『UNIXという考え方』を読んだ

UNIXという考え方―その設計思想と哲学

『UNIXという考え方』は、UNIXというOSがどのような考え方で設計されているか解説した本。

2023年現在、UNIX系OSであるLinuxはサーバの世界を支配している。一方で、クライアントの世界においても、UNIX系OSは広く使われている。iOSやAndroidはもちろん、ゲームコンソールでもUNIX系OSが採用されることは多い。Windowsは今でも大きなシェアを持っているが、以前ほどの支配的な立場にはない。

UNIX系OSはなぜこれほど成功したのか? その理由はさまざまに考えられるが、一つの要因に「UNIXの考え方」があるのは間違いないだろう。本書では、「UNIXの考え方」をいくつかの定理にして紹介している。

それらの定理を簡単にまとめると、小さなプログラムをいくつも組み合わせて連携させることで、「梃子の原理」でアプリケーションを作り上げる、ということになると思う。

UNIXでは、単機能のプログラムが大量に用意されている。それらは「フィルタ」として動作するよう作られているので、簡単に組み合わせることができる。UNIXに習熟したユーザは、これらのプログラムを組み合わせて、自由に高機能なプログラムを作ることができる。UNIXがコンピュータのプロに愛用されているのはこのような理由だろう。

一方で、UNIXでは「自分の足を自分で撃ち抜く」ことが簡単にできる。単純なコマンド一つでコンピュータを完全にめちゃくちゃにすることができる。このような自由はコンシューマ向けOSではトラブルの元になるため、モバイル機器やゲームコンソールのOSは、ユーザのできることを大幅に制限している。これらのOSは、UNIX系OSをベースにしているものの、本書でいうところの「OpenVMS的な考え方」で作られている。

UNIXの哲学を学ぶことで、UNIX系OSをうまく使えるようになることが期待できる。そういう意味で、コンピュータのパワーユーザを目指す人であれば読んで損はないと思う。ただし、本書はあくまで「考え方」を解説した本である。明日からの仕事に役立てられる人はそう多くないと思う。より実用性を求める場合は『達人プログラマー』などを読んだ方が良いかもしれない。

(提供された資料)
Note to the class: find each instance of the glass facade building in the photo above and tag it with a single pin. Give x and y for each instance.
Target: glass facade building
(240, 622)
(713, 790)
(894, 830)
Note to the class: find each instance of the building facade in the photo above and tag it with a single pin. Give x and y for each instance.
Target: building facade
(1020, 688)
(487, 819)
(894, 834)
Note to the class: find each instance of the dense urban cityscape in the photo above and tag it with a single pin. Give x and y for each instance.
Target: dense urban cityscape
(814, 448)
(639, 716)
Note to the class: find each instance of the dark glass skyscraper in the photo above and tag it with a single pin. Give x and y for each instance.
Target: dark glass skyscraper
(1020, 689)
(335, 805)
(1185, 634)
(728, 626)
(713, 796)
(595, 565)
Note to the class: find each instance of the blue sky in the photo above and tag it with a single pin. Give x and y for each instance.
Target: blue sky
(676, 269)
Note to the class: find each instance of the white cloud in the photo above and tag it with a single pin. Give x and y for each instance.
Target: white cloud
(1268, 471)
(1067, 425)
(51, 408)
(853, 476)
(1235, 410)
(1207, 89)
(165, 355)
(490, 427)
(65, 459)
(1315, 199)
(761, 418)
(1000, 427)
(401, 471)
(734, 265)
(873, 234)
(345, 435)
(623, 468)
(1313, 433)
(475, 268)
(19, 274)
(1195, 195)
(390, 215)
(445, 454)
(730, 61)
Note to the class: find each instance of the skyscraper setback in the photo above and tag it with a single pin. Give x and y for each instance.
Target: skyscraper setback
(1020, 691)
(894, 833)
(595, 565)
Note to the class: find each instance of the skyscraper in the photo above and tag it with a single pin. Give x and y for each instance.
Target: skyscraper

(やること)
次の(a)〜(c)が本文の抜粋の内容と一致するかどうか、それぞれ「はい」か「いいえ」で答え、判断の根拠となる本文の語句をそのまま引用してください。
(a) 2023年現在、Linuxはサーバの世界を支配している。
(b) Windowsは今でも以前と同じように支配的な立場にある。
(c) モバイル機器やゲームコンソールのOSは、ユーザのできることを大幅に制限している。

(結果)
(a) はい。「2023年現在、UNIX系OSであるLinuxはサーバの世界を支配している。」
(b) いいえ。「Windowsは今でも大きなシェアを持っているが、以前ほどの支配的な立場にはない。」
(c) はい。「モバイル機器やゲームコンソールのOSは、ユーザのできることを大幅に制限している。」